Exercise: Write out, word for word, the part of the article about Diego the tortoise between "Diego, the 130-year-old" and "island of Española.", inclusive.

Source text:

Diego, the 130-year-old Tortoise, Is Retiring After Single-handedly Repopulating His Endangered Species
If anyone has earned the right to retire, it’s Diego.
Since 1976, the giant tortoise, who hails from San Diego, has lived at the Fausto Llerena Tortoise Center on Santa Cruz Island in the Galapagos. There, he’s been extremely busy getting busy.
You see, Diego is retiring today after helping repopulate the entire species of giant tortoises from the Galapagos island of Española.
Once just one of 15 surviving tortoises of his kind (12 females and three males), Diego has helped boomerang his species back to more than 2,000 members. But it was an exceptionally long (and slow) journey to get there.
As The New York Times explained, the conservation program began in 1965. It was first focused on saving another species — the tortoise population on Pinzón Island. However, by 1970, it expanded to include the Española Island tortoises as well.
Truly, it was a matter of life or death, as there were just 14 tortoises left. But, in 1976, the conservationists introduced their third male to the program, Diego, who had been flown in from his home at the San Diego Zoo to…assist. And boy did he outperform every expectation.

Material shown:

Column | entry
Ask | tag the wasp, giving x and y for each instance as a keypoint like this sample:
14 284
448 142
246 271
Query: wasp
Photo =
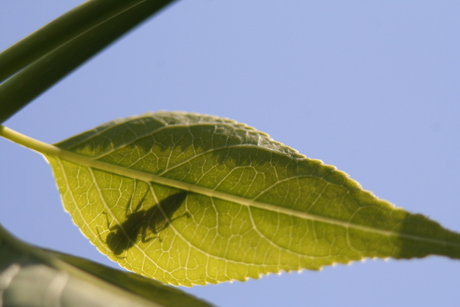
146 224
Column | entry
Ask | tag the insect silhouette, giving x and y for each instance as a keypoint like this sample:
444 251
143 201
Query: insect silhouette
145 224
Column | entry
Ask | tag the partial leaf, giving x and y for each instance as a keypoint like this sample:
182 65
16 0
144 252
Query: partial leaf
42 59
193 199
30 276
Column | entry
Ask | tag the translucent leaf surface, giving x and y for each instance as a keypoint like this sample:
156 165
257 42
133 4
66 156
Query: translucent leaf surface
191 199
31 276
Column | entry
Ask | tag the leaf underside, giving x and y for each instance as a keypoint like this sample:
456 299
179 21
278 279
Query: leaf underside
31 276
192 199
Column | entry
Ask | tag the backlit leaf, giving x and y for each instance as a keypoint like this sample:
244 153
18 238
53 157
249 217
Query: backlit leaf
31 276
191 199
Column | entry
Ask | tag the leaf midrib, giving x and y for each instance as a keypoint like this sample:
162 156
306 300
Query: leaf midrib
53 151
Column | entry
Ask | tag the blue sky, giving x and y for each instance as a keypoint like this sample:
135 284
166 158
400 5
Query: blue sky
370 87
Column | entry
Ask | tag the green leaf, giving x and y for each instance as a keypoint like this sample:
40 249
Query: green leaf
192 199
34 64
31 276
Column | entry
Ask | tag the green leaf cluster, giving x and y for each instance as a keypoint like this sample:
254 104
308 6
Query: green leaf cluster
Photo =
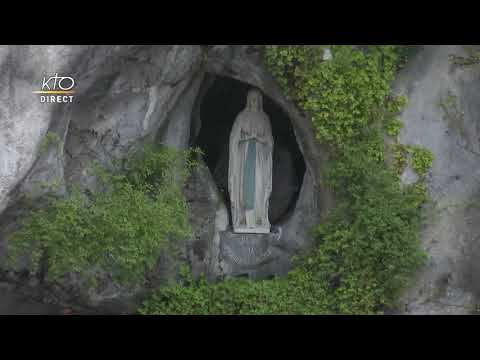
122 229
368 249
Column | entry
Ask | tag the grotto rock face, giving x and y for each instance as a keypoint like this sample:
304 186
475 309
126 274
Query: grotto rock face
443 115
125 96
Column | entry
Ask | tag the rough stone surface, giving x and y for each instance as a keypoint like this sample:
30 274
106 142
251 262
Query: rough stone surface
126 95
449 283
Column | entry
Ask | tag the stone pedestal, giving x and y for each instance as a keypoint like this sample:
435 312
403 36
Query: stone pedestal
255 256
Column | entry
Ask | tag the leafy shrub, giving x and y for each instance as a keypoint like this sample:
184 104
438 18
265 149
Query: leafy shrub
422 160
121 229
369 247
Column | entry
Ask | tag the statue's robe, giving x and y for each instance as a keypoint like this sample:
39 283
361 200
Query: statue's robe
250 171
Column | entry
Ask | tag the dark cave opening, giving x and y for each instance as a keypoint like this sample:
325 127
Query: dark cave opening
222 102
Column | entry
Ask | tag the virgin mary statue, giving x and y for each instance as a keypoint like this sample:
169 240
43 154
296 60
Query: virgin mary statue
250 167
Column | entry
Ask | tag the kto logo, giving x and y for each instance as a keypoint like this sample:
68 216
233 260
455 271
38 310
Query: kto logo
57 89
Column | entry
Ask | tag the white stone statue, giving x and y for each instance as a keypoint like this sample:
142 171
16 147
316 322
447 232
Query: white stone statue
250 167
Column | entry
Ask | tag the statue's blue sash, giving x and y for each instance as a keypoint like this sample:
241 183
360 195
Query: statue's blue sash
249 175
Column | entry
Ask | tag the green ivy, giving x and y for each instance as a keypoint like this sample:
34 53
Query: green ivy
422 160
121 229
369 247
--
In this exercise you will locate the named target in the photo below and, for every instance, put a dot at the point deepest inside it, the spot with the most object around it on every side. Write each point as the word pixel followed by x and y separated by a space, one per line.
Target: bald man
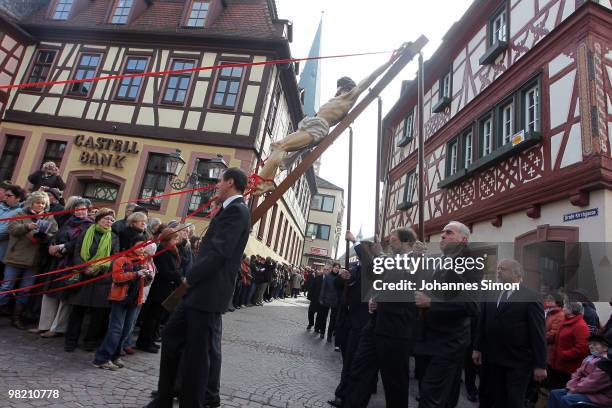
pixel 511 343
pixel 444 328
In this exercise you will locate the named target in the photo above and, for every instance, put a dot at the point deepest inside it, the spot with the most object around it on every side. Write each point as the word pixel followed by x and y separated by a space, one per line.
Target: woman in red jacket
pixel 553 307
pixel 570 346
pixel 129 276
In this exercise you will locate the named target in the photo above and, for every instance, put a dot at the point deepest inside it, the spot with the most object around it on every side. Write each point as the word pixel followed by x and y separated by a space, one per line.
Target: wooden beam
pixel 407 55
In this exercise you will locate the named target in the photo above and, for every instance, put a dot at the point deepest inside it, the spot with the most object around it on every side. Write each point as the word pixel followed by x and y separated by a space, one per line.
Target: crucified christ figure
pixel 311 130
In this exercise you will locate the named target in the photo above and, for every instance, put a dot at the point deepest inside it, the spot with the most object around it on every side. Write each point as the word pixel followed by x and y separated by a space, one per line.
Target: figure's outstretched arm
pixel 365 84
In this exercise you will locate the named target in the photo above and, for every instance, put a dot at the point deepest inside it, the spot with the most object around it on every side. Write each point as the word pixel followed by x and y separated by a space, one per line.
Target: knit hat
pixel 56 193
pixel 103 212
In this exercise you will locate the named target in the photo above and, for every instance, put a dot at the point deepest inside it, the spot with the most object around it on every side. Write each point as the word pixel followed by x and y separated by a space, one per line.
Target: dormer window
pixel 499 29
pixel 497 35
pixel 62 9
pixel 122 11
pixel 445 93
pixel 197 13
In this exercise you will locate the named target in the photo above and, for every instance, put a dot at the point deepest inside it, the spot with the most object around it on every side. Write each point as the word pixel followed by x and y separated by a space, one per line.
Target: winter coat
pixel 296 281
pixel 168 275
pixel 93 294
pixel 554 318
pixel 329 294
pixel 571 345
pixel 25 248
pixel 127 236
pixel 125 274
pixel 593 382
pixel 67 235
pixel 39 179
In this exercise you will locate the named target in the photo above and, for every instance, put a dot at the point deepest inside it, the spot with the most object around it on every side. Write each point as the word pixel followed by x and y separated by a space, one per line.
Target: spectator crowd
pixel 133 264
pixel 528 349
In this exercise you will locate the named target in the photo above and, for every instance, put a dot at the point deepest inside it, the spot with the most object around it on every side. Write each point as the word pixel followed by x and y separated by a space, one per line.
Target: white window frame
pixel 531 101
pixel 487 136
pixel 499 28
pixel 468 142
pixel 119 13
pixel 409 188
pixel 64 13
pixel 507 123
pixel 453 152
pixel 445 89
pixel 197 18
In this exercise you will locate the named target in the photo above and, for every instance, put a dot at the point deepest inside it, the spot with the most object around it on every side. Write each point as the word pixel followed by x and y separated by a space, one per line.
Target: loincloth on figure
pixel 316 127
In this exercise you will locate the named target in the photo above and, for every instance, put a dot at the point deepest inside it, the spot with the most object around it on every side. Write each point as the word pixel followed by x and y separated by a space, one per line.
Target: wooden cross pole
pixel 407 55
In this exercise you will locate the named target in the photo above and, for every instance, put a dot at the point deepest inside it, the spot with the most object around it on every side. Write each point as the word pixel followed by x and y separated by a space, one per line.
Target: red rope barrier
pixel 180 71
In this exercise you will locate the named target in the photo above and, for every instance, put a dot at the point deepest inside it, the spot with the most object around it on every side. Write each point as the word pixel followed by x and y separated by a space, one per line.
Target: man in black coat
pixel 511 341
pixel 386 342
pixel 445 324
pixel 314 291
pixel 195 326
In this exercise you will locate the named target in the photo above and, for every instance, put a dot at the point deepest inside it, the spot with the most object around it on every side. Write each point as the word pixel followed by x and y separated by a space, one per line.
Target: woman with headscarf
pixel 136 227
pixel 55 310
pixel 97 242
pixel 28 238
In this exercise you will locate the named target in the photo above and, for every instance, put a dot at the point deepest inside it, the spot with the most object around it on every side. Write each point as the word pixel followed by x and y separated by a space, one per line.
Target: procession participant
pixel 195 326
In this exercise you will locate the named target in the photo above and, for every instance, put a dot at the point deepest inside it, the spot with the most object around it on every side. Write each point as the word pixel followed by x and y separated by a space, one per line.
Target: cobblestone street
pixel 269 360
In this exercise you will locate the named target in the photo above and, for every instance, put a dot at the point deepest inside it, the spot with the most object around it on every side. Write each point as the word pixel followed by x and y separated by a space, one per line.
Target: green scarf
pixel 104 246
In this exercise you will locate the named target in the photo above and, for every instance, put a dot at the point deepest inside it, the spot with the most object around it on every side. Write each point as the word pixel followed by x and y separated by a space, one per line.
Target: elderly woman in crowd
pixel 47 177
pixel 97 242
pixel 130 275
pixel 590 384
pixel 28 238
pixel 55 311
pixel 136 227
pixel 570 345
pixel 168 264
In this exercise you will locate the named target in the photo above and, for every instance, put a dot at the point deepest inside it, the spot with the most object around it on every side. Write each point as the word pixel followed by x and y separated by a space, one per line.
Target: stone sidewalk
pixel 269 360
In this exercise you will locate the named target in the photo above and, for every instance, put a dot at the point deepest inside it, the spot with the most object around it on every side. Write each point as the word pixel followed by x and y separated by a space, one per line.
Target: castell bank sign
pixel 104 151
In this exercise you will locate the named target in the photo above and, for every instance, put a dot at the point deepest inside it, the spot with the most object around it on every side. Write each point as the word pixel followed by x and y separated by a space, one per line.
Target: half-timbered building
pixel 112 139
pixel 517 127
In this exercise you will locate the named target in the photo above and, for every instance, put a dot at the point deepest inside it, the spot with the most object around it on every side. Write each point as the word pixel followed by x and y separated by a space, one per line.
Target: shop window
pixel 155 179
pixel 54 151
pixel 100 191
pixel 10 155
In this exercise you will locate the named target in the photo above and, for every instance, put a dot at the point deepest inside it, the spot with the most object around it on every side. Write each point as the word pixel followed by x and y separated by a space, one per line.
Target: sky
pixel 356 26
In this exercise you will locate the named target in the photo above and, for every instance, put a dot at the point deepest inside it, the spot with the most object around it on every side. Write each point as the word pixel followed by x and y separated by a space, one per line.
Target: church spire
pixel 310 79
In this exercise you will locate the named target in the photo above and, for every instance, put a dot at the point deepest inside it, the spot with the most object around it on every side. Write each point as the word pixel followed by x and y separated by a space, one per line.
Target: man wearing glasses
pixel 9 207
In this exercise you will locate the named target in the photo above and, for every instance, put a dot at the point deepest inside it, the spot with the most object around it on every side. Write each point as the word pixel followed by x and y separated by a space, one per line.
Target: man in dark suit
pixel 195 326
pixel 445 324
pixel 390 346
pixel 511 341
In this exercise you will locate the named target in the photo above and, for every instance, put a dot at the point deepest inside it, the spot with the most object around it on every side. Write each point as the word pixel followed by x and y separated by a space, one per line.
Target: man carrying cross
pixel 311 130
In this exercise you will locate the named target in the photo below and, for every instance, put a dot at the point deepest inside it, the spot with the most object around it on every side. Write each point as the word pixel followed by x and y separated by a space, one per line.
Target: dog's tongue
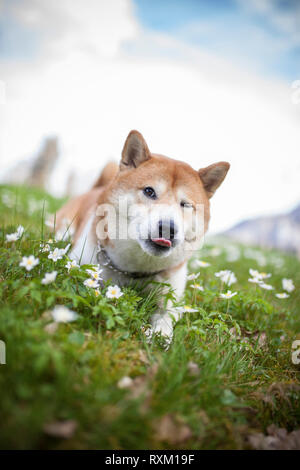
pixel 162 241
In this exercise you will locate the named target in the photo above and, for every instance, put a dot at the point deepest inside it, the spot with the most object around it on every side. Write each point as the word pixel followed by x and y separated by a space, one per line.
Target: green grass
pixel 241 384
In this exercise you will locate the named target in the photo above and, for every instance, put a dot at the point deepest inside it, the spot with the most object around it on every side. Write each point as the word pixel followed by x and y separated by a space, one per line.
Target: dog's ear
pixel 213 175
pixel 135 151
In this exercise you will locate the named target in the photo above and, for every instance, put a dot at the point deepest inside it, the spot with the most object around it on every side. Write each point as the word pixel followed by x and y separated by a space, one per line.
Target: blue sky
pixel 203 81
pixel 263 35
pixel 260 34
...
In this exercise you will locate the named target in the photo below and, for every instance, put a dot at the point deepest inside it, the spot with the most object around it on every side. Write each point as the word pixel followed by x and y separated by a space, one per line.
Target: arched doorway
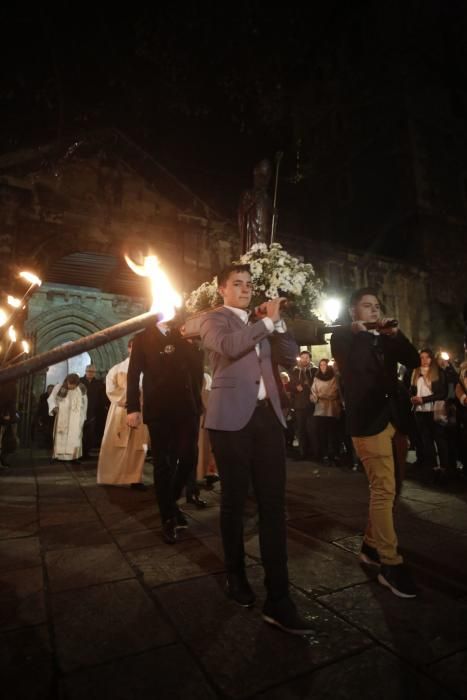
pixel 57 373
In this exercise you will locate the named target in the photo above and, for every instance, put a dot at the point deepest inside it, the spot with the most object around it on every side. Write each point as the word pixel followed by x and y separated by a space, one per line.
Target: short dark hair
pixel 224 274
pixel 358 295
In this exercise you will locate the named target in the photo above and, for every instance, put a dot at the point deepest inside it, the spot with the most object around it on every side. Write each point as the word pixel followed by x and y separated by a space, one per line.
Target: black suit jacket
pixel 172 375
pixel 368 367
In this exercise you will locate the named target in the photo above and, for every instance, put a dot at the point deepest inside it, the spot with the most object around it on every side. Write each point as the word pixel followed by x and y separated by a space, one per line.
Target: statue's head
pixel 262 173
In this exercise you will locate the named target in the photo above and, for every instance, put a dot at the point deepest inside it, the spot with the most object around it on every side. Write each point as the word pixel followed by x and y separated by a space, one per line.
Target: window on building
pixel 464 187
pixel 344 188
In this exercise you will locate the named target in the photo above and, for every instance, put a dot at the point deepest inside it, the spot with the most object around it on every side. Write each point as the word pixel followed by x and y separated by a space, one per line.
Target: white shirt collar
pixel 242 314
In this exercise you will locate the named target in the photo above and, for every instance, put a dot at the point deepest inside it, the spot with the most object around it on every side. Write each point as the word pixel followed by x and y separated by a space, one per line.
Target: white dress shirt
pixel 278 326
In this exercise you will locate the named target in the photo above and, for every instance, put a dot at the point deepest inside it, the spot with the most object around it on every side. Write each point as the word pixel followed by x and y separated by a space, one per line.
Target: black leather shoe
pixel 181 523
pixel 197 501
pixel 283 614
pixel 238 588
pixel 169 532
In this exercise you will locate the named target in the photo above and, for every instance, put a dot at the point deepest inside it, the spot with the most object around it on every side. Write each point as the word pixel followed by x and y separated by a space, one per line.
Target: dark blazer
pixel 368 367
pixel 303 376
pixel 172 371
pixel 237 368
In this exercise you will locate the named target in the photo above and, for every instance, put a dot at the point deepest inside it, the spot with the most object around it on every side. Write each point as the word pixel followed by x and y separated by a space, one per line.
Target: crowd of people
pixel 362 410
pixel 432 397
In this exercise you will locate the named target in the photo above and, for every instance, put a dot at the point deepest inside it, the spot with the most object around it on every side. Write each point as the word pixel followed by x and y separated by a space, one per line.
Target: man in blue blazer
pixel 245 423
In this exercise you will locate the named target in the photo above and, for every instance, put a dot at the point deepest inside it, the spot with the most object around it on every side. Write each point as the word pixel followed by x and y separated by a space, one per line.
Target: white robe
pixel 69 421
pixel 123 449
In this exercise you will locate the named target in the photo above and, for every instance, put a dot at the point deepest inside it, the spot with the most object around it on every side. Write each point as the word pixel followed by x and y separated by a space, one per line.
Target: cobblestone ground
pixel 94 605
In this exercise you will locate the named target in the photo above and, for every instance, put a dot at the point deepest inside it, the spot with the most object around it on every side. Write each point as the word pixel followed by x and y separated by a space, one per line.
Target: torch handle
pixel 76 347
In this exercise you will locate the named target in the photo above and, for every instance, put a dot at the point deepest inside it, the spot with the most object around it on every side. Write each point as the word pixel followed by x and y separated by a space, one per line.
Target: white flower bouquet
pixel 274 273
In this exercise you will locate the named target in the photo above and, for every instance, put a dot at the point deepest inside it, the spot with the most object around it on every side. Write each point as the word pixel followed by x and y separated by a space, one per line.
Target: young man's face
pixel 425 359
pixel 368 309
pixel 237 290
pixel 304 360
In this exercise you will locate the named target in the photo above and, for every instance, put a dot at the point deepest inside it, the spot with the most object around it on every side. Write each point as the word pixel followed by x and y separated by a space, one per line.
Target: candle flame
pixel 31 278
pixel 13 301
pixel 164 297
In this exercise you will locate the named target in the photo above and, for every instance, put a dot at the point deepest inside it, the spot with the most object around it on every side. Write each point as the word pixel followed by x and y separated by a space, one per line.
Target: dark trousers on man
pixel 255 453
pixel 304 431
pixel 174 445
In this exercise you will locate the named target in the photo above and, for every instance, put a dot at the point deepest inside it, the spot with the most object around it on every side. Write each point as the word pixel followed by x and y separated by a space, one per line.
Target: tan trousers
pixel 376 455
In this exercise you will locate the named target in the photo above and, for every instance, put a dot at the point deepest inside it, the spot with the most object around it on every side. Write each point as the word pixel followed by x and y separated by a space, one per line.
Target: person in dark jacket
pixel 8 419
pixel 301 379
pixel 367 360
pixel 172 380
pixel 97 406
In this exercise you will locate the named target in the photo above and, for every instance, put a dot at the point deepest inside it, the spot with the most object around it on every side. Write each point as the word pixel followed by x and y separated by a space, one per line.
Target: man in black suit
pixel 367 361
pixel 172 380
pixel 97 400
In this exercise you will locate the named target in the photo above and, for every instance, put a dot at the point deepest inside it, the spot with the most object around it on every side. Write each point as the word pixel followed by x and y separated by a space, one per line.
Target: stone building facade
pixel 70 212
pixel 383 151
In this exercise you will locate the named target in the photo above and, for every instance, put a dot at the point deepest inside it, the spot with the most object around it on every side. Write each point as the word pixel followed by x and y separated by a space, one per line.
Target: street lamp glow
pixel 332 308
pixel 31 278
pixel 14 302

Solution for this task:
Diego, the 130-year-old Tortoise, Is Retiring After Single-handedly Repopulating His Endangered Species
If anyone has earned the right to retire, it’s Diego.
Since 1976, the giant tortoise, who hails from San Diego, has lived at the Fausto Llerena Tortoise Center on Santa Cruz Island in the Galapagos. There, he’s been extremely busy getting busy.
You see, Diego is retiring today after helping repopulate the entire species of giant tortoises from the Galapagos island of Española.